_Aim of the exercise_
Everything from the line that holds "surface in the photo above." through the end of the data below should be output exactly, both ends included.

Dataset records about object locations:
○ ○ ○ ○ ○
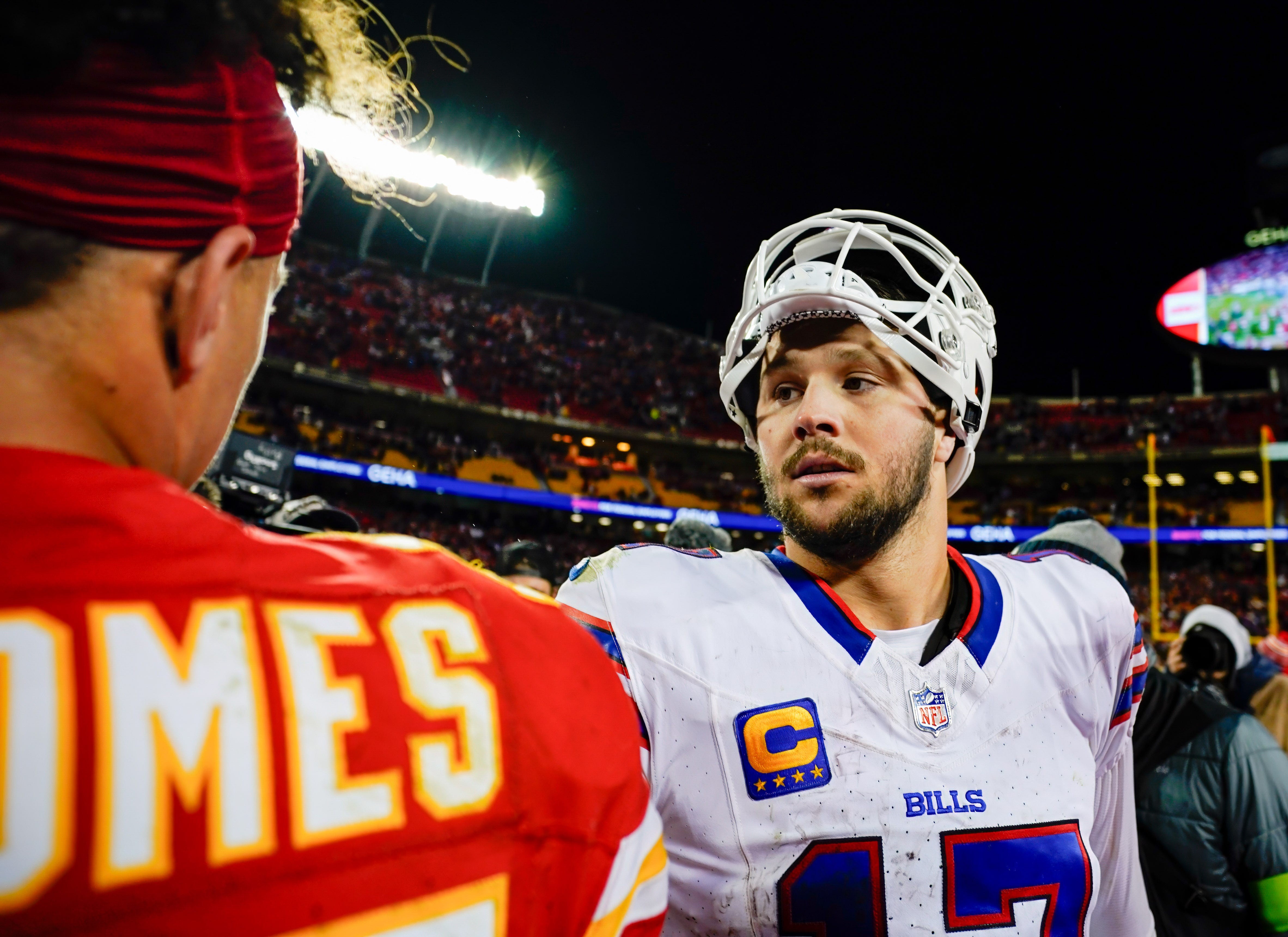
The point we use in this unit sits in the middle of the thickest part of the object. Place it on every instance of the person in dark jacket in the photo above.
(1214, 641)
(1211, 789)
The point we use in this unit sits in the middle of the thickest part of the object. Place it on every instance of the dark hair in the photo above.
(33, 261)
(47, 43)
(1207, 652)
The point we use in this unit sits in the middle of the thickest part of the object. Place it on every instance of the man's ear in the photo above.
(199, 300)
(946, 447)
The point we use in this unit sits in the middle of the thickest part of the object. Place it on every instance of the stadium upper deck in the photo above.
(568, 358)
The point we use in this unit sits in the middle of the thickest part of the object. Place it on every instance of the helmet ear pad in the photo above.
(748, 394)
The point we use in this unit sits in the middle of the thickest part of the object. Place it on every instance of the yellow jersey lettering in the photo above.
(431, 641)
(187, 715)
(326, 802)
(36, 759)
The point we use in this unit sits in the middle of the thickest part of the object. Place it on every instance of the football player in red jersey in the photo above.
(207, 729)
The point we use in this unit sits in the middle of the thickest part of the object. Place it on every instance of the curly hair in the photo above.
(319, 50)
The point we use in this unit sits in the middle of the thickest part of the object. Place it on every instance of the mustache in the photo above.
(851, 460)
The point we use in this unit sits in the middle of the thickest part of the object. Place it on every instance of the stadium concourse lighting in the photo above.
(348, 145)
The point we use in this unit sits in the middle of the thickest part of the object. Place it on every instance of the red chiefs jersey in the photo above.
(207, 729)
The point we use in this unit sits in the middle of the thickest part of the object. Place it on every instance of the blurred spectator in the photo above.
(497, 345)
(1211, 648)
(691, 533)
(526, 563)
(1211, 783)
(1213, 812)
(1076, 532)
(1215, 652)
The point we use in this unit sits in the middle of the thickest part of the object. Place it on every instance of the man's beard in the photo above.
(866, 526)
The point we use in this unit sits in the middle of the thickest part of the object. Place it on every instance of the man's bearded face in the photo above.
(848, 439)
(872, 515)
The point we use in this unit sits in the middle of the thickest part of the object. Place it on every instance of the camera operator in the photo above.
(531, 564)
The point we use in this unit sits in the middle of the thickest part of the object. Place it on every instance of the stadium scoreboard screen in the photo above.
(1241, 303)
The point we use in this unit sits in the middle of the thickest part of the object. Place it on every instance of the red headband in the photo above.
(133, 156)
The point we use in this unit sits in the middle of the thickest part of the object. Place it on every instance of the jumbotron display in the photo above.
(1241, 303)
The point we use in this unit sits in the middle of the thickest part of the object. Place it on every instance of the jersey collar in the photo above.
(978, 630)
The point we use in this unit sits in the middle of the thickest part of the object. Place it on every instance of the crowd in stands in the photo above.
(573, 358)
(1206, 581)
(497, 345)
(558, 463)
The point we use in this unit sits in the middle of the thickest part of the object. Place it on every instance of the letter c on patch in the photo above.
(758, 748)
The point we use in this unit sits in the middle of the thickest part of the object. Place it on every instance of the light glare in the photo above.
(349, 145)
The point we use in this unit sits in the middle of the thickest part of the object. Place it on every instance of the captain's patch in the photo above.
(782, 750)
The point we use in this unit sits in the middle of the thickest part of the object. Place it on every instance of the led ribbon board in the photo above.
(732, 520)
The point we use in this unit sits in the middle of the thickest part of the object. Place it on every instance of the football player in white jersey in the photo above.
(866, 733)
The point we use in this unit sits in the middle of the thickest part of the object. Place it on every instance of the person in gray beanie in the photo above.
(696, 535)
(1077, 532)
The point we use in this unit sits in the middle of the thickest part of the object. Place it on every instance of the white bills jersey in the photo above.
(815, 782)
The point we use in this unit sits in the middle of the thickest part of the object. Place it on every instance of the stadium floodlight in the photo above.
(349, 145)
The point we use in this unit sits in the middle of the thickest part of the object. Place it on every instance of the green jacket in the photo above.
(1219, 806)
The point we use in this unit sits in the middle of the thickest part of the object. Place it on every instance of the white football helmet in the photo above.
(947, 338)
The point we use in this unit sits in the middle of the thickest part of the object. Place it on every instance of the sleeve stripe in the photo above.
(603, 634)
(637, 883)
(1122, 710)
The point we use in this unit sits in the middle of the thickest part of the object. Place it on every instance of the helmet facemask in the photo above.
(894, 278)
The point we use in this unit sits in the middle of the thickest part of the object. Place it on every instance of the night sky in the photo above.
(1077, 160)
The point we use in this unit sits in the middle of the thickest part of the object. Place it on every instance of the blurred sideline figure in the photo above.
(209, 729)
(1211, 783)
(1216, 653)
(692, 533)
(526, 563)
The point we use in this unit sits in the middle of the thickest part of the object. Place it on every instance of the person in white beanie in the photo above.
(1216, 654)
(1211, 784)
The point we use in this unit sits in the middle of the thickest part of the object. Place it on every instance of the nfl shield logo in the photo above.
(929, 710)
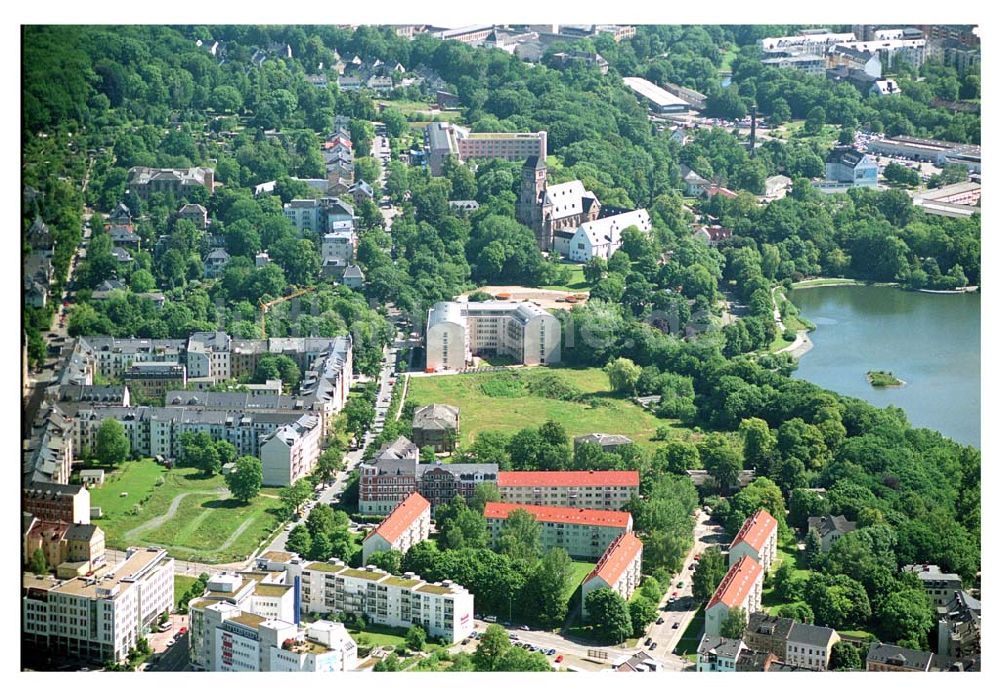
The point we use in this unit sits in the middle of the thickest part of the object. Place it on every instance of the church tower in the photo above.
(529, 203)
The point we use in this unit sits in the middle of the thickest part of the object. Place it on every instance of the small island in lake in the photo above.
(883, 379)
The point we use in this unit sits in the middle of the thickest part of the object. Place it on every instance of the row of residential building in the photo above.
(395, 472)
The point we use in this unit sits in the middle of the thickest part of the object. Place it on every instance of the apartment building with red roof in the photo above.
(587, 489)
(740, 588)
(583, 533)
(619, 569)
(758, 538)
(408, 524)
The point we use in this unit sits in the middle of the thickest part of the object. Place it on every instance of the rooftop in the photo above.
(561, 515)
(568, 479)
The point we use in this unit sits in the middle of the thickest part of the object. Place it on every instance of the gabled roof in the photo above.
(756, 530)
(617, 558)
(735, 586)
(401, 518)
(568, 479)
(561, 515)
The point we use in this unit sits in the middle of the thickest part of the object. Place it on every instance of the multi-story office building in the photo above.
(98, 618)
(408, 524)
(619, 569)
(757, 538)
(290, 452)
(740, 588)
(146, 180)
(523, 330)
(587, 489)
(583, 533)
(153, 379)
(447, 139)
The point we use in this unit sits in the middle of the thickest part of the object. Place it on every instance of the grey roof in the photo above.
(720, 646)
(895, 655)
(826, 525)
(815, 635)
(436, 416)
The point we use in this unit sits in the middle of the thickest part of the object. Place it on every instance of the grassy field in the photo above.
(691, 638)
(181, 584)
(576, 283)
(787, 552)
(600, 411)
(192, 516)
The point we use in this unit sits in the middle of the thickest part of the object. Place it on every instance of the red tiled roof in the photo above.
(563, 515)
(735, 586)
(568, 479)
(755, 530)
(616, 558)
(405, 513)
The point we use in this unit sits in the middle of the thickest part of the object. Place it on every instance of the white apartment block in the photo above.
(757, 538)
(583, 533)
(98, 618)
(407, 525)
(587, 489)
(290, 452)
(740, 588)
(619, 569)
(523, 330)
(443, 609)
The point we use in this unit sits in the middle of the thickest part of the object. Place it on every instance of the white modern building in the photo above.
(100, 617)
(602, 237)
(458, 330)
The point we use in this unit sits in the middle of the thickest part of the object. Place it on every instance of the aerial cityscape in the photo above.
(502, 347)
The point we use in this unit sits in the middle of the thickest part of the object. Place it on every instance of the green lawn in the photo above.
(381, 635)
(206, 525)
(602, 412)
(181, 584)
(576, 282)
(691, 638)
(786, 553)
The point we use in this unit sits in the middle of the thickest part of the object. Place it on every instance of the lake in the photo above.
(930, 341)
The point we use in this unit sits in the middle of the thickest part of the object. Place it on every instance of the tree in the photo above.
(39, 565)
(623, 374)
(416, 636)
(609, 613)
(245, 478)
(845, 656)
(906, 616)
(815, 120)
(295, 496)
(520, 536)
(721, 459)
(549, 582)
(491, 647)
(642, 613)
(734, 624)
(389, 560)
(709, 572)
(299, 541)
(111, 446)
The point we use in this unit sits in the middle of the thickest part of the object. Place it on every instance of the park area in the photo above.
(580, 399)
(195, 518)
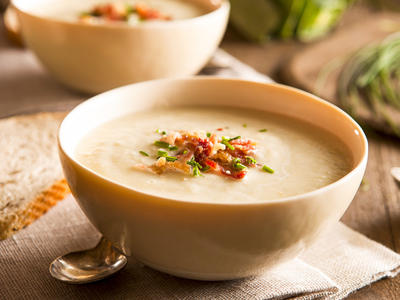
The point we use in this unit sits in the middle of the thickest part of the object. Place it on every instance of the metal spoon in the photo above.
(88, 265)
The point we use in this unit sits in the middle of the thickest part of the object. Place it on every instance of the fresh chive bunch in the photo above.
(369, 83)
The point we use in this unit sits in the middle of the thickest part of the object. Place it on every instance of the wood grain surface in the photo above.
(375, 211)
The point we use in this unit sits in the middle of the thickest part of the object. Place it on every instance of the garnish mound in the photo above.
(198, 152)
(117, 11)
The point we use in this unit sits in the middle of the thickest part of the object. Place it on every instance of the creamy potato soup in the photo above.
(214, 154)
(130, 11)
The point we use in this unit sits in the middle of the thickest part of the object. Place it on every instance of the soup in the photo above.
(131, 11)
(214, 154)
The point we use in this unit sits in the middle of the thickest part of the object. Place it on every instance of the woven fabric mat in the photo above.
(341, 262)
○ ○ ○ ○ ○
_Task response_
The point we use in this unit sits in the middle of the thickest part of the object. Place it on every instance of the wood grain surface in the photo above.
(375, 211)
The point we use in this unit sits in the middle of the thickest part of the object. Place it on every instance of the garnish mound in the photo above.
(198, 152)
(117, 11)
The point we use in this unit sits in the middle of the thickest part of the object. Place it on every instance of the creamy potato soup in the photo above.
(214, 154)
(130, 11)
The point we use in this unit sits in the middle of the thickest part of the object. Place it on every instance of the soup in the photo above.
(131, 11)
(214, 154)
The point we use in this unit sits in the middle of the thickest part of the object. Place it on every instance of the woven fabric mat in the photo above.
(341, 262)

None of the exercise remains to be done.